BEGIN INPUT RECORDS

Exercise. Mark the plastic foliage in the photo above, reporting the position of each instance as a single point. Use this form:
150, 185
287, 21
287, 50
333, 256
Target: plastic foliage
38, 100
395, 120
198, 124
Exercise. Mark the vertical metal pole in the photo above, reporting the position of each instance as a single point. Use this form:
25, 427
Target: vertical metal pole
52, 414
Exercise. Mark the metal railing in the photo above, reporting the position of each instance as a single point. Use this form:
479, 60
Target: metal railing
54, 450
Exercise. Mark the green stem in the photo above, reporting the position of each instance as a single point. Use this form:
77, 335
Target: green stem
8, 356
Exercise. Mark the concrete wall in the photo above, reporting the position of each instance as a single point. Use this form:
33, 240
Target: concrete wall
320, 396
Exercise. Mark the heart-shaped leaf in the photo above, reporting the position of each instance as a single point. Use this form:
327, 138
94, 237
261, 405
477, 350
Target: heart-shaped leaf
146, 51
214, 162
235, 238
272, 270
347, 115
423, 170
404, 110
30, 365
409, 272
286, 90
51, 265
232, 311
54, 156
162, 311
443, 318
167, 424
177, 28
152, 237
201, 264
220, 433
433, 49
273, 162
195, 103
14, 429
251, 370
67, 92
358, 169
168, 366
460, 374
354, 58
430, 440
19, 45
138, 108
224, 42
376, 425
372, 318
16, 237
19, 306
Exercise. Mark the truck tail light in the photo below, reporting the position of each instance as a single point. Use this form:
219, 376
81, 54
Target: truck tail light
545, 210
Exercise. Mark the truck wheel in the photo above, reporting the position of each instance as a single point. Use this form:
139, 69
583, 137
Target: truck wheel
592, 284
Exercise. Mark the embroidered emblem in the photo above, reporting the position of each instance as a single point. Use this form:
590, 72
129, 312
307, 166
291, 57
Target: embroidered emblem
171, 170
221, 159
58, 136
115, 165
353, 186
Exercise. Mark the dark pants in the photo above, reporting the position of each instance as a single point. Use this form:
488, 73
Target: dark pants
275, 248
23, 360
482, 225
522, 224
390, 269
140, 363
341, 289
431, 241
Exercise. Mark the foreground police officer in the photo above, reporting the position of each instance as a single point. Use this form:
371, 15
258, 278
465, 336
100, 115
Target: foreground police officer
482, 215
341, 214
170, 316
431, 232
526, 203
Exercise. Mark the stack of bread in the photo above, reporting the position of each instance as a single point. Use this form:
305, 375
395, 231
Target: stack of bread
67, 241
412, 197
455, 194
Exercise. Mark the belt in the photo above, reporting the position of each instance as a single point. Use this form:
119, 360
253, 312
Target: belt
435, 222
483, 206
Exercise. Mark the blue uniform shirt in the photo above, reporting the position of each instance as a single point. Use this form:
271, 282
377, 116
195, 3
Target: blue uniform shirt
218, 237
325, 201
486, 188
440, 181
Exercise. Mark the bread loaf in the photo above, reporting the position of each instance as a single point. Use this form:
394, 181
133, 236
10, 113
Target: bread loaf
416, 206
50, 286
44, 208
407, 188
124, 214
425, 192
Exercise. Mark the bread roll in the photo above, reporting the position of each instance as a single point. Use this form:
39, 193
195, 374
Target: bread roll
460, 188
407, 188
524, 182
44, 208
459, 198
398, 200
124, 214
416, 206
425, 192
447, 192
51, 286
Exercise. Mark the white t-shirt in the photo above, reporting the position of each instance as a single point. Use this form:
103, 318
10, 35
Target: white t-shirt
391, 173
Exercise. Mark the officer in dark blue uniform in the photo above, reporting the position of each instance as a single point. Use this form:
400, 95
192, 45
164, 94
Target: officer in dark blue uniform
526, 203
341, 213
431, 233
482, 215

END INPUT RECORDS

» **GOAL**: Extract each record, keeping it identical to the original.

» **SOLVED EXERCISE**:
Exercise. Mark the plastic foliage in the photo above, reporting the position of each instance as a single point. Use this form:
150, 185
287, 21
287, 50
333, 256
Target: plastic foliage
38, 100
395, 120
198, 124
Exercise. Mark the vertical metal pole in the photo above, reporting the position of each instance as a single point. Use this form:
25, 427
Target: vertical metal pole
52, 414
Exercise. Mark the metal railing in the photo above, reporting the position of each instance as a single point. Use this form:
479, 60
Target: metal railing
54, 450
Exercise. Mark the green stem in the photo above, reporting the position of each instance as a single point. Use this form:
77, 335
Target: green stem
8, 356
Exercise. Mark the concrete wall in the photo above, reporting the position of each instance as a single point. Use this form:
33, 240
Target: concrete wall
320, 396
Exercise. Mark the heart-shaped leaf in the photo above, reporting the position of each instance as a single point. Use this form:
327, 138
94, 237
261, 405
477, 350
Target: heart-shaped leaf
146, 51
214, 162
235, 238
272, 270
347, 115
423, 170
404, 110
30, 365
409, 272
286, 90
51, 265
232, 311
54, 156
162, 311
443, 318
167, 424
177, 28
152, 237
201, 264
220, 433
433, 49
273, 162
195, 103
14, 429
251, 370
67, 92
358, 169
168, 366
460, 374
354, 58
430, 440
19, 45
138, 108
224, 42
376, 425
372, 318
16, 237
19, 306
Exercise. Mark the truck tail light in the photo below, reporting the position of each instance as a single point. Use this form:
219, 376
81, 54
Target: truck tail light
545, 210
Exercise. Mark the truck wheel in the photo above, reporting the position of each instance as a single point. Use this form:
139, 69
583, 137
Target: truck wheel
592, 284
Exercise. Mark the embroidered emblem in the photo above, reporting the position of each instance as a single point. Use this form:
590, 72
129, 312
307, 166
291, 57
Target: embroidered emblem
171, 170
221, 159
58, 136
115, 165
353, 186
Exercise. Mark the dark pants in the photo above, reporting the position of each instance as a single point. Use this form:
488, 73
Target: dark pants
275, 248
23, 360
482, 225
522, 224
390, 269
140, 363
341, 289
431, 241
Exercise. Mark the foreground police officer in the photo above, reporting the position of each instance as a single point. Use this form:
371, 15
258, 278
465, 336
100, 115
Target: foreground police officer
482, 215
341, 214
170, 316
431, 232
526, 203
Exercise. Mark the stack of bread in the photo above, reporting the position of each instance as a single point. Use this form:
305, 375
395, 231
Target: stack of bread
67, 241
412, 197
455, 194
Exercise. Mark the belt in the photo above, reporting the position of each instance as a single point. Use this form:
119, 360
253, 312
Target: belt
435, 222
483, 206
Exercise. Mark the blue uniform shirt in the photo above, reporting the position of each instance as a single point. Use this form:
271, 282
377, 116
195, 3
Target: blue uniform shirt
218, 237
325, 201
486, 188
440, 181
Exercise. Mark the bread loaf in the photo above, reporting the position of each instance as a single point. Use this form:
394, 181
133, 236
10, 113
Target: bread loaf
416, 206
50, 286
44, 208
407, 188
124, 214
425, 192
Exercise. Mark the bread roll in the photo above, reporting the position of each instance as a single point. Use this form:
39, 193
195, 374
Target: bread roll
460, 188
407, 188
524, 182
44, 208
459, 198
398, 200
124, 214
416, 206
425, 192
447, 192
51, 286
Exercise. Mark the white t-shirt in the photo above, reporting the position of each instance as a single point. Use this form:
103, 318
10, 35
Target: white t-shirt
391, 173
Exercise. Mark the officer in dark blue uniform in the photo above, reporting the position of each instance as a single point. Use this form:
400, 95
192, 45
164, 94
Target: officer in dark blue uniform
526, 203
341, 213
431, 233
482, 215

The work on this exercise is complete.